[Start MATERIAL FOR THIS TASK]

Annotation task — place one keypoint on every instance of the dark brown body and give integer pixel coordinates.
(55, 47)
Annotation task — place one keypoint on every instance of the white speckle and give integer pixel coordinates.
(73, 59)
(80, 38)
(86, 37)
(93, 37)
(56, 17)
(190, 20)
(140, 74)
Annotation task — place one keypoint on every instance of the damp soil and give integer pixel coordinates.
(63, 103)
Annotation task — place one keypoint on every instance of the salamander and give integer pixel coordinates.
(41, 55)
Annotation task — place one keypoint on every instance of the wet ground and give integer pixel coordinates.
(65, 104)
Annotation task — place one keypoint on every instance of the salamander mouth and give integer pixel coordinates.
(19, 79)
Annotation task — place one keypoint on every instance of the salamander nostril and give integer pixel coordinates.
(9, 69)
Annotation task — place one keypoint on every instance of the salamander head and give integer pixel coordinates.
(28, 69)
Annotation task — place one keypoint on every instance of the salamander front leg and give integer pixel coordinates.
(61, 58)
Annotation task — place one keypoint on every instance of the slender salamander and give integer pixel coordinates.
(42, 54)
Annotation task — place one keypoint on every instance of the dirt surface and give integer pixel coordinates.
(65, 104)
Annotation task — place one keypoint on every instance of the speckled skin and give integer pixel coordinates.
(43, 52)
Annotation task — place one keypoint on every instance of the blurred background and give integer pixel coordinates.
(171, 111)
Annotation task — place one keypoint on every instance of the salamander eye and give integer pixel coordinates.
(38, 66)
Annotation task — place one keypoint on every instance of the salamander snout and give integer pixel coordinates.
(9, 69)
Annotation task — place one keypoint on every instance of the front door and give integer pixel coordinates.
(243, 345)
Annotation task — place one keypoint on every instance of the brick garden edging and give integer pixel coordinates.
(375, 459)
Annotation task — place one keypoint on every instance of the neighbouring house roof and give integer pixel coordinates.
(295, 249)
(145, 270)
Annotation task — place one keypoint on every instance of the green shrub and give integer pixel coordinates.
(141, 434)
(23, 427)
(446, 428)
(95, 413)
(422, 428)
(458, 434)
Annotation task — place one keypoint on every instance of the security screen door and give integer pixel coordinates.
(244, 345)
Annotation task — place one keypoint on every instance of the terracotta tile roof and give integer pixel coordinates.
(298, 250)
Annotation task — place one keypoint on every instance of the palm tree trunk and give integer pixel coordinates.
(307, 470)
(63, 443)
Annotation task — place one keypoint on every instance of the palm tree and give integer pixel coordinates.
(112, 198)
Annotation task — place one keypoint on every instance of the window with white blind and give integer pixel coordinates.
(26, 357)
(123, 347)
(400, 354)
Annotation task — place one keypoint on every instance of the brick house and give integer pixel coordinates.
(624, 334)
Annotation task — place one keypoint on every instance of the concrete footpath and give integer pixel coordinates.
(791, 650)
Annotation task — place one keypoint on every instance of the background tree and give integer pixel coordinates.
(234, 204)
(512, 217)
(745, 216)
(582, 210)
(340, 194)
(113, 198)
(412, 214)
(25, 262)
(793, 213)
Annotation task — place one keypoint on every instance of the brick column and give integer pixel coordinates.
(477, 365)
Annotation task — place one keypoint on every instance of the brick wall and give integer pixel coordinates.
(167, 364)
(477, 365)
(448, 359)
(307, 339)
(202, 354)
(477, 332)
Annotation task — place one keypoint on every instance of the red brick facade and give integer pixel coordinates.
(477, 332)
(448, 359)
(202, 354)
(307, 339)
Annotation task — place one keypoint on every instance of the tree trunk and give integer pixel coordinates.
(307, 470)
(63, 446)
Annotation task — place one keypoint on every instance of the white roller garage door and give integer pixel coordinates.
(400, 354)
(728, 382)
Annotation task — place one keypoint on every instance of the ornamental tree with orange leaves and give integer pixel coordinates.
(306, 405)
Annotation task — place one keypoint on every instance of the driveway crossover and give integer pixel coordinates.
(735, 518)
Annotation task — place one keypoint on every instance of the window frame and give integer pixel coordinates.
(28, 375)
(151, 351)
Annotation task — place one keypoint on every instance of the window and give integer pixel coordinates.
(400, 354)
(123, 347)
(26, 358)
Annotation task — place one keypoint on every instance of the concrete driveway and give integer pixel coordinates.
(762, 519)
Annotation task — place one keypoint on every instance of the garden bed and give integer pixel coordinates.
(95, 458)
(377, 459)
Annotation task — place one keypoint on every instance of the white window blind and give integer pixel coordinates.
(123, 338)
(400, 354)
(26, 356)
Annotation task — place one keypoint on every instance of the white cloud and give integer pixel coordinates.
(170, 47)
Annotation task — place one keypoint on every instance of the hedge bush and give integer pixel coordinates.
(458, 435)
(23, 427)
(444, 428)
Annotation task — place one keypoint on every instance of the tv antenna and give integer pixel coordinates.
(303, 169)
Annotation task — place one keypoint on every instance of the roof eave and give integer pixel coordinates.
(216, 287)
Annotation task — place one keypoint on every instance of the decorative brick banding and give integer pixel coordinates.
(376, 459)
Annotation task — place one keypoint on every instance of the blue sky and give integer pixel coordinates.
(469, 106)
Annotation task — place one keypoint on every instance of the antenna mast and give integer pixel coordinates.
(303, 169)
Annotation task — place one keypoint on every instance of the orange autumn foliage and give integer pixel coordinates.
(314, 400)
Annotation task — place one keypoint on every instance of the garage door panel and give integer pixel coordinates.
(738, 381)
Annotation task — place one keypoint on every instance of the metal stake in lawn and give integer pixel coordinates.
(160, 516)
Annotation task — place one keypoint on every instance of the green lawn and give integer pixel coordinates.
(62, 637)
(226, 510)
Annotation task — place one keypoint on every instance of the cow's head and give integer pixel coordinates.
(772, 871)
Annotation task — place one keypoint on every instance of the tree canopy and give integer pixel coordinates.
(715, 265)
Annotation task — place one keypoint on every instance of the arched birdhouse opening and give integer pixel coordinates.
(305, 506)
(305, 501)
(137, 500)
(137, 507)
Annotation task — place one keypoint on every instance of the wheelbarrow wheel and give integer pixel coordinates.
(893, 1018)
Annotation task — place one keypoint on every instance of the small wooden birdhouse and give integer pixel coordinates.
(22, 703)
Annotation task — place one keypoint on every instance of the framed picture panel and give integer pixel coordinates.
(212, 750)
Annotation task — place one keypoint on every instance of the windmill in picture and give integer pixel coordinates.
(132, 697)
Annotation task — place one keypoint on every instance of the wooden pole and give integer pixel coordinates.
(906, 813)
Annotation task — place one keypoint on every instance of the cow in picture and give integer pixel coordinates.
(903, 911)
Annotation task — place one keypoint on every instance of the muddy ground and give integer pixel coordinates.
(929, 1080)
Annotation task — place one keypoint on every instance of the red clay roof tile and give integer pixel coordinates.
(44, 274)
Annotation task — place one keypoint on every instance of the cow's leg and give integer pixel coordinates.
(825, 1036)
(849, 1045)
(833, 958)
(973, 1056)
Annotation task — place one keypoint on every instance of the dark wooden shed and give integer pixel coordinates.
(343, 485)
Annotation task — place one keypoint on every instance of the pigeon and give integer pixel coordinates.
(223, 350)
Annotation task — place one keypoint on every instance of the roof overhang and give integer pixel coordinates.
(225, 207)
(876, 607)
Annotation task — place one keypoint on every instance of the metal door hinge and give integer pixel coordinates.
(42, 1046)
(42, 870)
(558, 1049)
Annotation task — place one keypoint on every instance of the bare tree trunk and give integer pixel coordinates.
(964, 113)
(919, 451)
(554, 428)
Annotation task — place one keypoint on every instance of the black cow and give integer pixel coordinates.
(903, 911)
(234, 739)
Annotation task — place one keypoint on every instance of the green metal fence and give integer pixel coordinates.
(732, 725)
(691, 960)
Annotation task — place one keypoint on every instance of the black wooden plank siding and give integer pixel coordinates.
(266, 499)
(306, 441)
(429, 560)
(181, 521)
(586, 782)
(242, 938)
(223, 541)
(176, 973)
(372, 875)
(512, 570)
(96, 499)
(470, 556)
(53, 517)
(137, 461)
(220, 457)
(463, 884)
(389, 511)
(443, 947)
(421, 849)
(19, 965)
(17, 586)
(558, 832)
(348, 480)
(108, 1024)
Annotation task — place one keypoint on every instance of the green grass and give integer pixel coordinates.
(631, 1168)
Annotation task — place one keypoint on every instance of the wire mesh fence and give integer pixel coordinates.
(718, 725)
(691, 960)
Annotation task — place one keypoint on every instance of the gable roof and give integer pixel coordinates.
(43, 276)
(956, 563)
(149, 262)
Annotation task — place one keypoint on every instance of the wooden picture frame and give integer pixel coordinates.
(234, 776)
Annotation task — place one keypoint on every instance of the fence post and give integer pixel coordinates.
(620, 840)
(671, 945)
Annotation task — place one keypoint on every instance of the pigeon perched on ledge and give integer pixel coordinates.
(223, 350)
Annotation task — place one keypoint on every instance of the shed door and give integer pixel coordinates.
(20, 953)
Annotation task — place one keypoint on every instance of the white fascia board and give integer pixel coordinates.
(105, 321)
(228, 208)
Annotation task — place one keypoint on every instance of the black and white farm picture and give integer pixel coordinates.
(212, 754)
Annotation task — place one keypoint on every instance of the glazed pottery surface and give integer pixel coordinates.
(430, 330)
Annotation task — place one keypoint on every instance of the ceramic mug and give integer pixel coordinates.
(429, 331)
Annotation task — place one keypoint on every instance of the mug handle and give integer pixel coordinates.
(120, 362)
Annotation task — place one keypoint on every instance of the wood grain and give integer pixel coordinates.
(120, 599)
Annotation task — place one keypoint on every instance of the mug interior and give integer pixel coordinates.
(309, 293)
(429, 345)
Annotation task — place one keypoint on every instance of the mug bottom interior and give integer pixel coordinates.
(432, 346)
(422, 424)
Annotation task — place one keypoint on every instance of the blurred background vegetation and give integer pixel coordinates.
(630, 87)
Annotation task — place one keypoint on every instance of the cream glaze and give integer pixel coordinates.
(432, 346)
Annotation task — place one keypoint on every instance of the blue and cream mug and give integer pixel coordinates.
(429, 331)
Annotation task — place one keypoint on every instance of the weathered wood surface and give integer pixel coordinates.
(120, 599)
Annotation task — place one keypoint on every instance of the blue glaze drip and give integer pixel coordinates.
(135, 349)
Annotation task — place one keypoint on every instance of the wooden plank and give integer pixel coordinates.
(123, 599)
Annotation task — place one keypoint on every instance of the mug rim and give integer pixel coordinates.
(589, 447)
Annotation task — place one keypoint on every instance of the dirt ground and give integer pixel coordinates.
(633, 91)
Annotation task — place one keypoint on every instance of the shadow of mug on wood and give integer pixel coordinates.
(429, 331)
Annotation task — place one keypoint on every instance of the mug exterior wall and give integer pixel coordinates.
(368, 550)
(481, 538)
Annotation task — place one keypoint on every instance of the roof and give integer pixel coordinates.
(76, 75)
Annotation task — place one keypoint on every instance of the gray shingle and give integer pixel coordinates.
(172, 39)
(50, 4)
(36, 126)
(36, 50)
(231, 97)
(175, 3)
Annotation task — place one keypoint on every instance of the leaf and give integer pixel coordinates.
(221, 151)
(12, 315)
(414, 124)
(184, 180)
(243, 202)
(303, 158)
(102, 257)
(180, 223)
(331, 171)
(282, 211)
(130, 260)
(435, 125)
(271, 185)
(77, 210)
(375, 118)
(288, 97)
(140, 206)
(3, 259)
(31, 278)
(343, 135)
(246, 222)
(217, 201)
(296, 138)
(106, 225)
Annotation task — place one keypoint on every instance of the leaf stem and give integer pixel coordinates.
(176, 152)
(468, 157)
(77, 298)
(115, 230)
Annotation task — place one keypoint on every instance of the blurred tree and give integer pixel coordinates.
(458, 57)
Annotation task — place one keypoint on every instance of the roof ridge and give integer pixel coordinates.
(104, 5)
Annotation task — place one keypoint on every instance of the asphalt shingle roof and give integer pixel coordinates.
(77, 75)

[End MATERIAL FOR THIS TASK]

▶ _GOAL_
Retype exactly the lines from the one containing "leaf and give integer pixel coordinates." through the last line of the records above, including both.

▶ _CORRECT OUTPUT_
Annotation task — place one keypoint on every instance of the leaf and give integer pixel coordinates.
(221, 151)
(12, 315)
(414, 124)
(184, 180)
(243, 202)
(303, 158)
(102, 257)
(180, 223)
(331, 171)
(282, 211)
(130, 260)
(435, 125)
(271, 185)
(77, 210)
(375, 118)
(288, 97)
(140, 206)
(3, 259)
(31, 278)
(343, 135)
(246, 222)
(217, 201)
(296, 138)
(106, 225)
Annotation task — place one keypoint on every instance of the leaf stem and give integer pixel coordinates.
(176, 152)
(468, 157)
(77, 298)
(115, 230)
Annotation task — place one keypoint on every instance of the blurred tree and give integer pixel coordinates.
(458, 57)
Annotation task — place one keypoint on every instance of the roof ridge and give integer pixel coordinates.
(104, 5)
Annotation task — place one keypoint on every instance of the asphalt shingle roof and give integer pixel coordinates.
(77, 75)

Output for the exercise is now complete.